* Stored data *

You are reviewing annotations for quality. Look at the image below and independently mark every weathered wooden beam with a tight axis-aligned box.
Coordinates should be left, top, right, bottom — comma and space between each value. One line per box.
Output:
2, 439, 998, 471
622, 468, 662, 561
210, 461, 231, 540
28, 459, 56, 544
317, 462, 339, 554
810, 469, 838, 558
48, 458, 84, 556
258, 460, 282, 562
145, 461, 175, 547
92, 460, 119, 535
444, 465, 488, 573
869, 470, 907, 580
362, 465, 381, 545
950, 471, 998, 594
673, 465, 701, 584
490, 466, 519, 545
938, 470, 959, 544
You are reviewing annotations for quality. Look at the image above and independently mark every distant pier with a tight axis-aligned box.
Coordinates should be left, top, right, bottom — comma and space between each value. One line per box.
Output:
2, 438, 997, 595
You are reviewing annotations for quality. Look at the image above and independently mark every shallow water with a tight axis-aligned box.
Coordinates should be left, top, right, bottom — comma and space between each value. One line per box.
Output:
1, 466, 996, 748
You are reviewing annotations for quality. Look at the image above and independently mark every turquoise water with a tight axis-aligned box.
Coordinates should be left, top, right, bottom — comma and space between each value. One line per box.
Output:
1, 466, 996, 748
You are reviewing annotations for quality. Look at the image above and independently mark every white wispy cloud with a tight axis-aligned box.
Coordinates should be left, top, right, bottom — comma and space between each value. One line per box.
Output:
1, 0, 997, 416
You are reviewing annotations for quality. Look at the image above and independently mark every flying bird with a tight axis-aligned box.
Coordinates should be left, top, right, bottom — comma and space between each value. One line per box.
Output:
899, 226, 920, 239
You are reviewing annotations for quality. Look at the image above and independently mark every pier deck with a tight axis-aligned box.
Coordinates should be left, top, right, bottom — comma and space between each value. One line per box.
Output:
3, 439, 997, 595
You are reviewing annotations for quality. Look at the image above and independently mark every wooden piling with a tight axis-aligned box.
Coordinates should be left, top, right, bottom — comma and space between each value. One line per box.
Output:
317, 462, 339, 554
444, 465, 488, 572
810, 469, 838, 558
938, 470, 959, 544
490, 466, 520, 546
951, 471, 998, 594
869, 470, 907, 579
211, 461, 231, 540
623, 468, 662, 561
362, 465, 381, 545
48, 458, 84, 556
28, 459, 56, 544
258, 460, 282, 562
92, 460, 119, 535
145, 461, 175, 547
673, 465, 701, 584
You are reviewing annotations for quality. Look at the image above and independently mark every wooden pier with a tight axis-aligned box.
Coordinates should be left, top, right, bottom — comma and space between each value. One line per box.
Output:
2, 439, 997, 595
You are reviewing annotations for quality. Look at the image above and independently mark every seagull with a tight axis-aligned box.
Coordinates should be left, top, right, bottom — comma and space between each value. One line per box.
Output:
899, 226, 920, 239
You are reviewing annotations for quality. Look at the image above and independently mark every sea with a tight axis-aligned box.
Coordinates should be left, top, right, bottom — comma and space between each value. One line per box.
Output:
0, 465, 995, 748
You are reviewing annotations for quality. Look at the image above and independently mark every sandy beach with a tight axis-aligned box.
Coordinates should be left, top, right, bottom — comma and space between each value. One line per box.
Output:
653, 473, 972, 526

* PROBLEM TO WORK ON *
Leaving nothing out, print each line above exactly.

* RESPONSE *
You are reviewing annotations for quality. Look at the image below and independently mark every weathered wooden beam with a tight axis-aligned box.
Coordinates should be left, top, right, bottom — comma and space between each value. One line per box.
Output:
2, 439, 998, 471
622, 468, 662, 561
210, 461, 231, 540
28, 459, 56, 544
317, 462, 339, 554
810, 469, 838, 558
48, 458, 84, 556
258, 460, 282, 562
145, 461, 175, 547
92, 460, 119, 535
444, 465, 488, 573
869, 470, 907, 580
362, 465, 381, 545
950, 471, 998, 594
673, 465, 701, 584
490, 466, 519, 545
938, 470, 959, 544
You are reviewing annotations for quality. Look at the image above and independently mark every distant pier with a tight axis-aligned box.
Coordinates should be left, top, right, bottom — comma and space between each value. One line per box.
Output:
2, 438, 997, 595
You are reviewing annotations for quality. Look at the image above and independently mark every shallow water with a tight axis-aligned box.
Coordinates should be left, top, right, bottom — comma and space between each value. One line per box.
Output:
1, 466, 996, 748
You are reviewing annotations for quality. Look at the image above and independently mark every turquoise water with a tight axis-aligned box.
Coordinates should be left, top, right, bottom — comma and space between each value. One line per box.
Output:
1, 466, 996, 748
You are reviewing annotations for quality. Look at the image above and independently mark every white wispy cloud with a tight axis-aligned box.
Coordinates should be left, top, right, bottom — comma and space between each value. One line per box.
Output:
1, 0, 997, 416
You are reviewing annotations for quality. Look at the image above and independently mark every flying bird with a tight axis-aligned box.
Coordinates should be left, top, right, bottom — comma and space between each value. One line per box.
Output:
899, 226, 920, 239
You are reviewing annotations for quality. Look at the image above and independently mark every pier deck with a tight axis-aligned box.
Coordinates should be left, top, right, bottom — comma and space between each value. One line per box.
Output:
3, 439, 997, 595
You are reviewing annotations for quality. Look at the image above and independently mark every wooden piling with a tight axis-aligned box.
Coordinates should be left, top, right, bottom — comma and space between each value. One line per box.
Output:
317, 462, 339, 554
444, 465, 488, 572
810, 469, 838, 558
938, 470, 959, 544
490, 466, 520, 546
951, 471, 998, 594
869, 470, 907, 579
211, 461, 231, 540
623, 468, 662, 561
362, 465, 381, 545
48, 458, 84, 556
28, 459, 56, 544
258, 460, 282, 562
92, 460, 119, 535
145, 461, 175, 547
673, 465, 701, 584
You are reviewing annotations for quality. Look at the image above and independently mark every wooden pier with a tight axis-aligned box.
Coordinates should be left, top, right, bottom — comma and space between each value. One line per box.
Output:
2, 439, 997, 595
You are reviewing annotations for quality. Look at the image above and independently mark every seagull with a tight axis-aligned box.
Coordinates should be left, top, right, bottom — comma and space between each value. One line per box.
Output:
899, 226, 920, 239
You are reviewing annotations for quality. Look at the image above and independently mark every sea with a tight axis-aligned box.
Coordinates should be left, top, right, bottom — comma and space between each value. One line per box.
Output:
0, 465, 995, 748
You are reviewing annotations for quality. Look at the image above and independently mark every sandy beach with a tight axis-aligned box.
Coordinates should be left, top, right, bottom — comma and space between each value. One line per box.
Output:
653, 473, 972, 526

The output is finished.